EXTRACTED ENTRIES:
· · · · · · ·
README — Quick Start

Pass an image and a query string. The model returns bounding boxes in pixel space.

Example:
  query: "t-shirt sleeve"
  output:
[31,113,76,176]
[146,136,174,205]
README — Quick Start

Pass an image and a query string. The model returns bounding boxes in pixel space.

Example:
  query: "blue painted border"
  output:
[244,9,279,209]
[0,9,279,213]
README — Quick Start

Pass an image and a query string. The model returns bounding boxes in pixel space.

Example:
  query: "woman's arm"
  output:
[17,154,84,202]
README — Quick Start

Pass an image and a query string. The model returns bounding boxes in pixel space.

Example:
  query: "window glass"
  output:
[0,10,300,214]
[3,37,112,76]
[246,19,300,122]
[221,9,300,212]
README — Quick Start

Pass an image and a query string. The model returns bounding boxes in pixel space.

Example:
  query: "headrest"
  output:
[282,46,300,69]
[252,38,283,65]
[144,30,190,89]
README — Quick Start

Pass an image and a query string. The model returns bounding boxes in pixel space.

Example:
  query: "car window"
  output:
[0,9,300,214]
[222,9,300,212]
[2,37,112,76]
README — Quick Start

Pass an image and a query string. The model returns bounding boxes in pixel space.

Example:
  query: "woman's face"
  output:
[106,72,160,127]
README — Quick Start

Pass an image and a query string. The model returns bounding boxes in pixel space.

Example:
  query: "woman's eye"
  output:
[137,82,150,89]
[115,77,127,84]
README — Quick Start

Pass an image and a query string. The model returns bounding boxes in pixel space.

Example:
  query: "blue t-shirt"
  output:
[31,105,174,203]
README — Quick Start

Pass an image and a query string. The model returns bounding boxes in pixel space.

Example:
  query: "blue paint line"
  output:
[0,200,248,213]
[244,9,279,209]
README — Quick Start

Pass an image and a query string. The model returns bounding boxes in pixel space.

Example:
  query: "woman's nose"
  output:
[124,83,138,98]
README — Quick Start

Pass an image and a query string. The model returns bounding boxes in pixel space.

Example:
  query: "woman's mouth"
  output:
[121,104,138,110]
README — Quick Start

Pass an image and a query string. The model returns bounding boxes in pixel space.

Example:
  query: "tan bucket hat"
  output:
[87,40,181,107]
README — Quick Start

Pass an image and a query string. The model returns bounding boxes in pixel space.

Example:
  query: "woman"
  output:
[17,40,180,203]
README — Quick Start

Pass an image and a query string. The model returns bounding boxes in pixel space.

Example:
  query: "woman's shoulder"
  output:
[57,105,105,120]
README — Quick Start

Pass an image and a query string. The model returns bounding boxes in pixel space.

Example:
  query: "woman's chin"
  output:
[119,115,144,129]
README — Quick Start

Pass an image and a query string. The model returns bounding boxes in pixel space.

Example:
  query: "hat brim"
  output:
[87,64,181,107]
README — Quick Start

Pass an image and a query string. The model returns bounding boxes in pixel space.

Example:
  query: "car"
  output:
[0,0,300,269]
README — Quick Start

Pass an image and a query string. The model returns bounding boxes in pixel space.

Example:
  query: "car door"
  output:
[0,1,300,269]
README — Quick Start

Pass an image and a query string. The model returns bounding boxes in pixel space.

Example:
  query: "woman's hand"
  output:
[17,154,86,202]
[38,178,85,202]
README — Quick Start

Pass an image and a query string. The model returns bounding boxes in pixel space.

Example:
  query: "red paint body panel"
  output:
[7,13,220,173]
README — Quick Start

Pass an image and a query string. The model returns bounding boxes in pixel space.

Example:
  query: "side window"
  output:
· · · · · · ·
YOUR OBJECTIVE:
Copy every line of the material, from its first line through and including the line that contains "[31,105,174,203]", and shift each bounding box coordinate in that span up by 94, leaving all other text unchanged.

THE RESULT:
README — Quick Start

Pass an image and a query string. The model returns bounding boxes in pixel space.

Example:
  query: "t-shirt sleeve"
  output:
[125,207,170,270]
[240,230,268,299]
README — Quick Start

Pass an image and a query string. The model returns bounding boxes in pixel space.

Example:
  query: "blue painted border"
  output:
[338,103,373,303]
[94,103,373,307]
README — Quick Start

Pass an image and a query string. The model returns bounding boxes in pixel space.

Example:
  query: "woman's arm"
  output:
[111,248,178,296]
README — Quick Start

Pass an image and a query string. The model returns bounding boxes in pixel space.

Example:
  query: "window glass"
  output:
[94,104,394,308]
[97,131,206,170]
[340,113,394,216]
[315,103,394,306]
README — Quick Start

Pass an image and a query string. The model returns bounding boxes in pixel space.

Example:
  query: "headrest"
  output:
[376,140,394,163]
[346,132,377,159]
[238,124,284,183]
README — Quick Start

Pass an image and a query string. The model returns bounding boxes in pixel space.

Example:
  query: "car window"
  output:
[94,103,394,308]
[316,103,394,306]
[96,131,206,170]
README — Quick Start

Pass an image and a query string. The model returns bounding boxes in pixel space.

Example:
  query: "woman's face"
  output:
[200,166,254,221]
README — Quick Start

Pass an image and a query string. The model returns bounding boxes in pixel space.

Example:
  query: "woman's eye"
  output:
[231,176,244,183]
[209,171,221,178]
README — Quick Start

Pass an image and a query string. The model returns bounding boxes in pixel space.

Example:
  query: "blue t-shirt"
  output:
[125,199,268,297]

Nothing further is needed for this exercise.